WHAT YOU ARE ASKED TO DO:
Among the entries, find the lines with the string "below" and report them.

SOURCE DATA:
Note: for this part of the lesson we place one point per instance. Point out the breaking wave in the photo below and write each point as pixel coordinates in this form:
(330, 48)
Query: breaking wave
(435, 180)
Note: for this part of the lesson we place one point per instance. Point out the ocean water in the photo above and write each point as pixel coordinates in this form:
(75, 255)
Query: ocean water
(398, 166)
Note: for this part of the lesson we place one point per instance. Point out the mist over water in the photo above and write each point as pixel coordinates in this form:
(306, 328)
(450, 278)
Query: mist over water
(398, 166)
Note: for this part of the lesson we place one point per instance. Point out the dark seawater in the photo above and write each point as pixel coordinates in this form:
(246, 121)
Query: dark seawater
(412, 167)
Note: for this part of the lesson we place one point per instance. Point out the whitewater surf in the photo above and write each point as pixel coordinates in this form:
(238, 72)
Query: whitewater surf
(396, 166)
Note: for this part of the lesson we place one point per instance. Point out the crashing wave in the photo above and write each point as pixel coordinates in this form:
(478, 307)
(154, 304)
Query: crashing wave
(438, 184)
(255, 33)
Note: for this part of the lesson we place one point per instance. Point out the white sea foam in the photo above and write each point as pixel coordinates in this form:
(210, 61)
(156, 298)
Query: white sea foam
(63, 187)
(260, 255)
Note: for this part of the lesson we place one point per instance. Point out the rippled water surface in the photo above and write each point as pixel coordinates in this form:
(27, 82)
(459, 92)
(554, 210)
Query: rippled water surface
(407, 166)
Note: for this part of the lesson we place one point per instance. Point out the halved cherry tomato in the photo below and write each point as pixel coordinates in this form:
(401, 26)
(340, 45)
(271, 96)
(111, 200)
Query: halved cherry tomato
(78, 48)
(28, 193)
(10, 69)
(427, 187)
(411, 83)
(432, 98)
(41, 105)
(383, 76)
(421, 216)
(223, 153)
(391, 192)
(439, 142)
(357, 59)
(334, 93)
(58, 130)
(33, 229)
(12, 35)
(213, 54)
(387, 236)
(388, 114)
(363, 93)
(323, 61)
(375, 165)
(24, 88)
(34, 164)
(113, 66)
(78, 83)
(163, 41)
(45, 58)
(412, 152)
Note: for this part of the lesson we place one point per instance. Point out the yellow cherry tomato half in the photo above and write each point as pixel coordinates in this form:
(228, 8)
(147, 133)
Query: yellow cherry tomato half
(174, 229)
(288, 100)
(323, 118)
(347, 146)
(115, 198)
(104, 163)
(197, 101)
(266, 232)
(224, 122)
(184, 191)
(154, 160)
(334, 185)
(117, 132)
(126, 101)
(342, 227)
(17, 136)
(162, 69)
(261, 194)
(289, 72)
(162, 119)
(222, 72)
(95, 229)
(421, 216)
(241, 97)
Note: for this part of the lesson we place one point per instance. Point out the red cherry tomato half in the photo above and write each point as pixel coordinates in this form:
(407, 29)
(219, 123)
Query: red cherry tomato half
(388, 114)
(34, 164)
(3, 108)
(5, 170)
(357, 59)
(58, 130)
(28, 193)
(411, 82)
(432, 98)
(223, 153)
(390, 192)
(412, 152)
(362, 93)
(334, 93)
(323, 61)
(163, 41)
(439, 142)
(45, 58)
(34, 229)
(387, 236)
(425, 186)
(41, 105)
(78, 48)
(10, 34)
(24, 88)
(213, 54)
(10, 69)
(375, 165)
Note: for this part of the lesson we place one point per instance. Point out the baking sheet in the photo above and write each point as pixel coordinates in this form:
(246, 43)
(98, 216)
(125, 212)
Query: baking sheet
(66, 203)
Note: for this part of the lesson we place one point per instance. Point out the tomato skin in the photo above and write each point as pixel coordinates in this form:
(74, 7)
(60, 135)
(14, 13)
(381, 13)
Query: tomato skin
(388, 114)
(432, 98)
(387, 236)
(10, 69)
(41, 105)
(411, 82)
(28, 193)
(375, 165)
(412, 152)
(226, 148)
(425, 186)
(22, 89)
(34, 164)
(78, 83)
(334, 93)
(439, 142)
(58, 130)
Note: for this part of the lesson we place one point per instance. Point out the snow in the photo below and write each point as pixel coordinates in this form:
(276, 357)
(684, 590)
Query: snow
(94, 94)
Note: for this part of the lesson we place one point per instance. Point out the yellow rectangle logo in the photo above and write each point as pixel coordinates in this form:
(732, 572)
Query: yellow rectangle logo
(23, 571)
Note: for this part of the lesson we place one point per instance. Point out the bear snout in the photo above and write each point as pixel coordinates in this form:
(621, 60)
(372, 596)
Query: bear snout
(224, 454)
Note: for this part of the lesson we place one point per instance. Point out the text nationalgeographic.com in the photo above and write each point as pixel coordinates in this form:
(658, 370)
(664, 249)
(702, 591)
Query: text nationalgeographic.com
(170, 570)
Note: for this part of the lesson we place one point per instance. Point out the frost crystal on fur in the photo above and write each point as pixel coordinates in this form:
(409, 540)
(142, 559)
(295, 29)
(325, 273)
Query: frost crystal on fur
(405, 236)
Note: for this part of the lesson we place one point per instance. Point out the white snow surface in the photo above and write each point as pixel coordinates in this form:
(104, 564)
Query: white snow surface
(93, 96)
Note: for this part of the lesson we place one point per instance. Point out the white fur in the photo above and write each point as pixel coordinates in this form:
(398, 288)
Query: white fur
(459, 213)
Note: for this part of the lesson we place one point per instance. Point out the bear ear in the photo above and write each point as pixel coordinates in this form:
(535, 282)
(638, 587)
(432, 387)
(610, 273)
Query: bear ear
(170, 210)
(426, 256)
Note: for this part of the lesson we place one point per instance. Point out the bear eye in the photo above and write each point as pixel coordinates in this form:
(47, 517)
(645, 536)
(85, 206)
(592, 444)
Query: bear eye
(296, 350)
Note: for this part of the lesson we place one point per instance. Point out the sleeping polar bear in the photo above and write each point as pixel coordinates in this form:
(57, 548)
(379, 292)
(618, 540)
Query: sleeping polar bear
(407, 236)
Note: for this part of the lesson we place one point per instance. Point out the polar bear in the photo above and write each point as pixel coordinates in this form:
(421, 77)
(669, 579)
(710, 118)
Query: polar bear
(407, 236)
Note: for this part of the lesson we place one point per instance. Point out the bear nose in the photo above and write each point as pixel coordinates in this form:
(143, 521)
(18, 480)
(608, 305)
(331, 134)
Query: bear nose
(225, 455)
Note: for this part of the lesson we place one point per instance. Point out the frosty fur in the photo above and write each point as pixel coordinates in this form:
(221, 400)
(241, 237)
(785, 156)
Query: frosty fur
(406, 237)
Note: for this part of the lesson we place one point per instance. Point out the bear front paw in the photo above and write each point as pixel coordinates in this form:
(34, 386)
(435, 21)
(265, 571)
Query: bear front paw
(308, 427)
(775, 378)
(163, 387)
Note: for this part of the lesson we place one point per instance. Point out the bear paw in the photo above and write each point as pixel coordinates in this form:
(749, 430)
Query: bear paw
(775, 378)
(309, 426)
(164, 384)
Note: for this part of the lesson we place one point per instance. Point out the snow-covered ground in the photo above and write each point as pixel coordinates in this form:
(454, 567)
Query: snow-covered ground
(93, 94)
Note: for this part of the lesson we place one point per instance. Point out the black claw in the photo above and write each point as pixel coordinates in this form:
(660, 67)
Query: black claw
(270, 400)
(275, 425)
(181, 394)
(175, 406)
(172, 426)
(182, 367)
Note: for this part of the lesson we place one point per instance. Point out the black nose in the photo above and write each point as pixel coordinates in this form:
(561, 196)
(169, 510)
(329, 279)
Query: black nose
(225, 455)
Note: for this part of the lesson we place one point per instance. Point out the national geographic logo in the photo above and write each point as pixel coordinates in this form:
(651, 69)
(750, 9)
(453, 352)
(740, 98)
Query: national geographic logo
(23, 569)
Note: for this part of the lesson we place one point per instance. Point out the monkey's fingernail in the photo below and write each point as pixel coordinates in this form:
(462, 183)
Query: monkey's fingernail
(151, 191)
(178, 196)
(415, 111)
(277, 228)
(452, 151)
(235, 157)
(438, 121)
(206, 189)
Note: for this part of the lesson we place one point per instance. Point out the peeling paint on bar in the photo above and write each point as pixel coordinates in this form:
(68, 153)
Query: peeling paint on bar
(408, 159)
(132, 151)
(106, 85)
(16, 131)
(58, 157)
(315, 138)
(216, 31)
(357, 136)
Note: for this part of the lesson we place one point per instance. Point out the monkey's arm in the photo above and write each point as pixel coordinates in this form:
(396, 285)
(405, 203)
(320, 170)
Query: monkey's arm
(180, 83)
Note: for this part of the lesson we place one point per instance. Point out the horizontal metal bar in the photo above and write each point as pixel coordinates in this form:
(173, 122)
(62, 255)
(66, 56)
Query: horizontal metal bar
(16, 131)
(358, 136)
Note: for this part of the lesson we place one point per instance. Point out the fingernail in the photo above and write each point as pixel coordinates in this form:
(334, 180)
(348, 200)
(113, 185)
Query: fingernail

OUTPUT:
Note: for this part of the lesson we place one point per instance. Point out the breaking wave in the photo below and write each point as pixel coordinates in this form:
Note: for this part of the lesson we place one point per instance. Point out the halved cherry tomato in the photo below and write each point as pixel coordinates in this form:
Note: for this part of the lesson we place one point per instance. Point out the snow in the photo below and write each point as pixel coordinates in this form:
Note: for this part of the lesson we place one point per instance. Point out the monkey's fingernail in the photo below and write each point as pixel coordinates in this form:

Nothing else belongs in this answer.